What to do =>
Omit every picture while repeating the entries exactly.

Material for this exercise =>
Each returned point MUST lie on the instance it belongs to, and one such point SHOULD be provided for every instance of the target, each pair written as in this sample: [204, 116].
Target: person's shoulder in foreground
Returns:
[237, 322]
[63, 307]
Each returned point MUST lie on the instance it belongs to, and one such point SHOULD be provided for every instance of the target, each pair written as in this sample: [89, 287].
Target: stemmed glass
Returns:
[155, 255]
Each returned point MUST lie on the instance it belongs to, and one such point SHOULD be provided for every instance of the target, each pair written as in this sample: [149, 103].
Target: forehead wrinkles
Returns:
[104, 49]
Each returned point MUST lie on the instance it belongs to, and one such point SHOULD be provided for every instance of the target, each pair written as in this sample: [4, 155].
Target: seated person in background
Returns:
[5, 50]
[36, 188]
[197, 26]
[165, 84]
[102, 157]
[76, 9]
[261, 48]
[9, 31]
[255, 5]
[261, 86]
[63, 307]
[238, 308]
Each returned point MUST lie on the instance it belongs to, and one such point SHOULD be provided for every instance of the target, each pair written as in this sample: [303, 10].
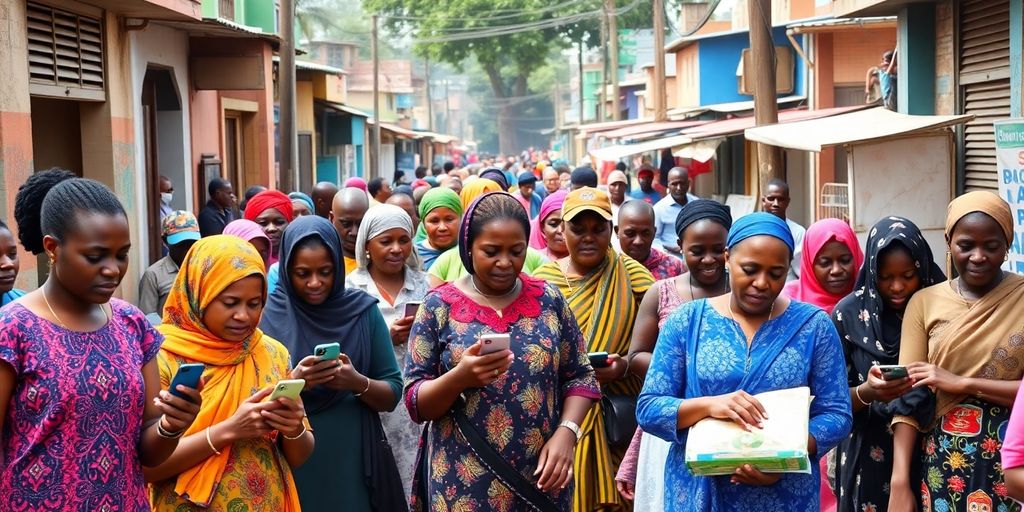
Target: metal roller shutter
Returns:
[984, 82]
[66, 53]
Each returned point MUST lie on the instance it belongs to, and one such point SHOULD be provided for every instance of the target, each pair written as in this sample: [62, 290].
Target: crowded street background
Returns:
[588, 256]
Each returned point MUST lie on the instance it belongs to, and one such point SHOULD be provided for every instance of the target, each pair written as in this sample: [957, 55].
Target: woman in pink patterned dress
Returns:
[80, 399]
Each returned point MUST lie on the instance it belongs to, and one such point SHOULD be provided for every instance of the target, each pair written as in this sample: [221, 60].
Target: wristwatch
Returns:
[571, 426]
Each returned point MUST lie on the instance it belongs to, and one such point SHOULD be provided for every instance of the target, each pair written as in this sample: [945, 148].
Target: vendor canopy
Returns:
[854, 127]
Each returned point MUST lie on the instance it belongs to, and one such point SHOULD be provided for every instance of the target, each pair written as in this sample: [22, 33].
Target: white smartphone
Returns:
[495, 342]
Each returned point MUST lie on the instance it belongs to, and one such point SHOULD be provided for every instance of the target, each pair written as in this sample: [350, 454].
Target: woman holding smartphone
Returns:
[504, 424]
[869, 320]
[242, 448]
[343, 395]
[963, 340]
[603, 290]
[388, 270]
[81, 407]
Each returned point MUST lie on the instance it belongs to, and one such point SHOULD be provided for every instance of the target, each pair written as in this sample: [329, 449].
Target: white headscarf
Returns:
[378, 219]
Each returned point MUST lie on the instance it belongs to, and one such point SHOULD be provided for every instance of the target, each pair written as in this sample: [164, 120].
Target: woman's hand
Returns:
[479, 371]
[248, 421]
[882, 390]
[626, 489]
[748, 475]
[346, 378]
[615, 370]
[178, 414]
[286, 417]
[740, 408]
[555, 465]
[314, 371]
[901, 499]
[399, 330]
[925, 374]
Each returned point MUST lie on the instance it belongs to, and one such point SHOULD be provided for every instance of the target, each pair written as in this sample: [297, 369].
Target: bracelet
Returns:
[300, 434]
[166, 434]
[210, 441]
[360, 393]
[856, 392]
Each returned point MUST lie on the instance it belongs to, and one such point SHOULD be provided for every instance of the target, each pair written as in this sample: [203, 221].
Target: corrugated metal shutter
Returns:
[984, 81]
[66, 53]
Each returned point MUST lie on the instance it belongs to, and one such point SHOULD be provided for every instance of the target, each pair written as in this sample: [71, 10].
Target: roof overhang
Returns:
[851, 128]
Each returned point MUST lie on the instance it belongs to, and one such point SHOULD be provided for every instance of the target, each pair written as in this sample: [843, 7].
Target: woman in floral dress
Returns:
[963, 339]
[898, 264]
[525, 402]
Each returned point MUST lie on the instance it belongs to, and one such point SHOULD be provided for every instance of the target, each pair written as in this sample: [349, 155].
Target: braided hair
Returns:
[47, 202]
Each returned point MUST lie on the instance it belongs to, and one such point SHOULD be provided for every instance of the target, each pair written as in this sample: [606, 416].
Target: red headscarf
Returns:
[807, 289]
[269, 199]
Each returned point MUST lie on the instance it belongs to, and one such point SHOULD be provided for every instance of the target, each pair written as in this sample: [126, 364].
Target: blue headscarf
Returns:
[757, 224]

Answer below =>
Each returned point MUST lie on the instance it belongs to, and one such point SHOULD be provided for every instance of the target, each pair written as in this sample: [204, 116].
Target: person's shoulder in foreground
Returns:
[237, 322]
[63, 307]
Each returned point MUST lie on the instance it belongs to, and one such point SHOULD be provided for every instance of the target, each pair written as in this sample: [89, 287].
Target: stemmed glass
Returns:
[155, 255]
Each returned point MUST lie on the instance it belongs to, and one such point SHOULD be provided for every instance of the target, each pair written as in this sample: [149, 103].
Target: forehead wrinkles
Returns:
[104, 49]
Each returned point MUST lie on the instance it belongs to, and one such point SHOULD be provided for every instance of the target, each pair written as in this sample: [4, 155].
Target: seated person in background
Returns:
[5, 50]
[36, 188]
[197, 26]
[165, 84]
[102, 157]
[76, 9]
[261, 48]
[9, 31]
[255, 5]
[261, 86]
[63, 307]
[238, 308]
Each returned point MUST lie on the instance it belongs to, and one such point SHOULD be provided for every instance of the target, each pair written as in this sample: [303, 10].
Target: metal roller shutter
Returns:
[984, 82]
[66, 53]
Each returned point MUST lie on the instance it belongs to, and one such point SHOULD be provided for every instance of the target, each pair written as in this sample: [62, 290].
Target: crowded street background
Returns:
[588, 256]
Each returned point MUST lie on the instance it belongs to, and one such point SHOULD be provided for every instance of the target, each pair written as in this sample: [957, 55].
Target: woman in pink patterned dress
Returns:
[80, 399]
Each returned point MUST lie on the instance it belongs to, and one such point SHOULD be provided for every instance of the target, each pair written as in this sample: [221, 60].
Target: wristwatch
Returns:
[571, 426]
Each returned point MUST lie on the instance it belongs to, and one such point SHOULD be provided for every instance of the target, each pair written as in this sample: [945, 148].
Target: vendor canopy
Returns:
[854, 127]
Each returned point MUST lie on the instance it belongs to, and one such point SHOULD be provided for every instance of the target, each pair written as in this sample: [22, 33].
Target: white smartphone
Returns:
[495, 342]
Each returned point MUST lie on the instance it belongs to, and one such point SHOULD be provided for every instance of the target, each pair written as in this sample: [350, 454].
Target: woman holding smartphone
Returns:
[504, 424]
[869, 320]
[242, 448]
[343, 395]
[963, 340]
[603, 290]
[388, 270]
[81, 407]
Each returned point MUST lie on the instance it belongs to, and one such point SHOULD be provided for every instance of the target, each pair written as in this sample: [329, 449].
Target: white headscarf
Returns:
[378, 219]
Each returned point MUST lie on the instance it belongs to, and one such point SHOULD be provided for every instance of the target, each pair written as in this sample: [164, 120].
Target: woman's hand
Returns:
[479, 371]
[248, 421]
[882, 390]
[626, 489]
[748, 475]
[346, 378]
[615, 370]
[178, 414]
[286, 417]
[740, 408]
[555, 465]
[314, 371]
[901, 499]
[399, 330]
[925, 374]
Each returned point MUST lie on the instance it belongs to, and one such point SHOULD be provided for every instance of the target, each pair written as in this sample: [297, 369].
Target: bracelet
Returns:
[300, 434]
[166, 434]
[210, 441]
[360, 393]
[856, 392]
Each returned point MUST lie on the instance it belongs to, and one such point SHOULD be provided for every instance of the target, each pair written as in this sample: [203, 221].
Target: corrugated metal shutter
Returns:
[984, 81]
[66, 53]
Each returned point MUST lie on the instance it belongs to, and one such point SHOULD be provided for every instance of the target, each pair written as in this sample: [71, 10].
Target: roof overhang
Returns:
[851, 128]
Each returned point MUST lie on the instance it belongs to, and one such point SHOULD be provided for every instance of the target, each pair written as in this sample: [843, 7].
Target: woman in floral dress
Returns:
[963, 339]
[898, 264]
[525, 402]
Each returned point MUST lie on the instance it belongs to, and one such point SHOULD be provided for every instance of the target, each pair written as in this sample: [349, 155].
Target: braided hair
Returns:
[47, 202]
Each returned point MUST lie on the instance it belongs to, and one such point SHOULD be provided for every instance of the target, each pair written as in this sample: [606, 416].
Target: red headscarf
Returns:
[807, 289]
[269, 199]
Each returned point MUST lie on the instance it belongs to, and one such point SHOULD be provided for every instance of the target, each pair written as in this sample: [126, 364].
Target: blue headscarf
Returns:
[757, 224]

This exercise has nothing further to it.